EXCERPT PROVIDED:
··········

How can the poor achieve what they might become if they are to spend their early life surrounded by concrete amid the spirit of economic utilitarianism and cheap profit? This is the world of today, and we see it being built at great speed all around us. The children of this environment will be the future parishioners of our churches, and today’s seminarians will have an additionally burdensome task to teach them of an invisible God when they have been denied every glimpse of Him, which many of us once took for granted.
In a previous age, the age of my own formation, when the progenitors of the architectural Modern Movement were still alive, they could convince themselves, and persuade us, that there was a philosophical base to their aesthetic, a beauty of mechanical efficiency and a pretended economy of means. These first men were of course themselves classically trained, and thus had the philosophical grounding for their revolutionary experiment. Many of them were also men of some faith, and indeed it remained a goal for them to design a few churches or chapels (apart perhaps from those who were Jewish, who later took Modernism to the very conservative United States).
Their successors, however, had no such benefit of formation, unaware of classical antiquity and proportion, devoid of any supernatural awareness and descended to the ranks of mere copyists, aping their predecessors’ external forms, locked in increasingly banal ways. We see a very similar pattern in the world of Church music. In the words of Monseigneur Giles Wach (ICKSP), “mediocrity is dead - all that is left is vulgarity.”
I do not think it is too strong to say that we shall not restore the Faith, reconvert Europe, until we recapture a sense of Beauty in everyday life.
I am not here going to give answers as to how we might achieve this; clearly those who pay for buildings have to have a change of heart away from profit-motive and the quest for innovation and ‘trophy’ buildings and my own profession has to relearn a philosophical formation which directs itself to public service, not just in name.
None of this is within our immediate power to change, but there is something that those studying at Oscott can do as priests and that is simply to be aware of the power of beauty to change people, to lead them to God. This you can do in all things, even the smallest, how you dress at the altar, how you celebrate and how you arrange and decorate your churches.

··········

ACTIVITY: Continue the passage on beauty, architecture and faith, starting after its final sentence about how priests dress at the altar, celebrate, and arrange and decorate their churches.

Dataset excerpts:
··········

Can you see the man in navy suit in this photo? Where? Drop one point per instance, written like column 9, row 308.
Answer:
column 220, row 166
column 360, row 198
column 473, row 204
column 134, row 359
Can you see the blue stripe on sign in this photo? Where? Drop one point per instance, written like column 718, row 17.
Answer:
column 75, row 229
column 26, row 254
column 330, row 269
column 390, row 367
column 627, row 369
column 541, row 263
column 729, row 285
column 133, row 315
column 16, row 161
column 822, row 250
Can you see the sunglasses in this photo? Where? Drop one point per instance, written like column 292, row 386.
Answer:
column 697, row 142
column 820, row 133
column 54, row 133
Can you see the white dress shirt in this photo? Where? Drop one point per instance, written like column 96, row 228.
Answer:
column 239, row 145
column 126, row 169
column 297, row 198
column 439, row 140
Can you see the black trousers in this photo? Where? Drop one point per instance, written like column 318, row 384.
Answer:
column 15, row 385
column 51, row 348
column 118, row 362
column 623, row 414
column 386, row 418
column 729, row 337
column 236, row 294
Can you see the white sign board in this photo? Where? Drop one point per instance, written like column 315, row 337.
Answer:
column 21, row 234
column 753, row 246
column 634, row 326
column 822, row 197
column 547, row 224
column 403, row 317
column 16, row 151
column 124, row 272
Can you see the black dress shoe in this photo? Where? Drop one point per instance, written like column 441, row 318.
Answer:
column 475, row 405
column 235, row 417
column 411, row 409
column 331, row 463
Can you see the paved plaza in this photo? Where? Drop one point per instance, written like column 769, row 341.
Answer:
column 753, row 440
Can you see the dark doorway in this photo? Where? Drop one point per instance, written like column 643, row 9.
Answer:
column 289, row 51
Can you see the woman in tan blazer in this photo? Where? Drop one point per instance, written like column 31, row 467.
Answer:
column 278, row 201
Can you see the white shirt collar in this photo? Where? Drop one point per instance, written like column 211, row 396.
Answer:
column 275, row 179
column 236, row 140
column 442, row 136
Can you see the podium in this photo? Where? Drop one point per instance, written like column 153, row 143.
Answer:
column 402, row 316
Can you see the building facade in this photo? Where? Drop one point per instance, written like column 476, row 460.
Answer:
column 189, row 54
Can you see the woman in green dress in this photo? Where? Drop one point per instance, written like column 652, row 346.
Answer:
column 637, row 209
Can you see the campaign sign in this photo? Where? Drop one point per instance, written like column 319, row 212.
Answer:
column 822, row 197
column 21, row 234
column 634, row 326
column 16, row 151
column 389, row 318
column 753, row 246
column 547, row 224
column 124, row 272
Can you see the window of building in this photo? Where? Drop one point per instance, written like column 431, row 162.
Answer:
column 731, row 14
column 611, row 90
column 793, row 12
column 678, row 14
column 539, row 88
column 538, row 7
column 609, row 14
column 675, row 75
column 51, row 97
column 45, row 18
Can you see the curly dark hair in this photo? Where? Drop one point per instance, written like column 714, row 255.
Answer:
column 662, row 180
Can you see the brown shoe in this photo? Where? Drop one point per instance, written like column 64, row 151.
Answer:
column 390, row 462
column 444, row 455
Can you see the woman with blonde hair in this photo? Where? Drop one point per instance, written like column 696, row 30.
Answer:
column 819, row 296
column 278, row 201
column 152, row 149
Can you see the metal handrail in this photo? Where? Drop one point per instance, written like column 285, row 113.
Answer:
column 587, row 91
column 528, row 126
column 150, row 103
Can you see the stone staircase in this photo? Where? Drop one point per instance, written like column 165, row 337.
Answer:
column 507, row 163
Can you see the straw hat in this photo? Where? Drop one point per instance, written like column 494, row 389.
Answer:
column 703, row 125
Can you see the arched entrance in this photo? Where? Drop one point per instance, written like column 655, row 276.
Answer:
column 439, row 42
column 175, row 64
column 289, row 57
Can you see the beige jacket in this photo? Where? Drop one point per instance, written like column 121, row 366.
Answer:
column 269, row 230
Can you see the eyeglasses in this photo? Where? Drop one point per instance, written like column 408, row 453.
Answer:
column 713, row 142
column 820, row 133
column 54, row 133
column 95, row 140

··········

THE ANSWER:
Yes of course there are pragmatic considerations, cost, space, comfort, disabled access - they are numerous, but none of them should ever displace a sense of beauty, of the numinous. It is your role, as it is mine, to reconcile these things so that nothing is compromised and we instil a sense of the numinous in everything we achieve.
Just as with our Victorian predecessors who built beautiful and elaborate churches in the East End of London, in the great industrial cities crawling with poverty, to raise the hearts of the poor to Heaven, so should we be aware that most of the people in our urban parishes often know no beauty outside the parish church. They live in ugly houses with ugly cheap furniture, send their children to ugly schools and treat their infirmities in ugly hospitals. You are perhaps their only bridge to the Heavens.
I hope these musings serve some purpose, it was an honour to be asked to write something for the Oscotian Magazine. If the reader takes anything useful away, I hope it will be an awareness that a building is not simply a machine, a place where activities happen, or a shelter from the elements but a powerful tool in the hand of the Church. For every priest who is fortunate enough to be involved in building or restoring a church building can work to demonstrate the Heavenly truths in bricks and mortar.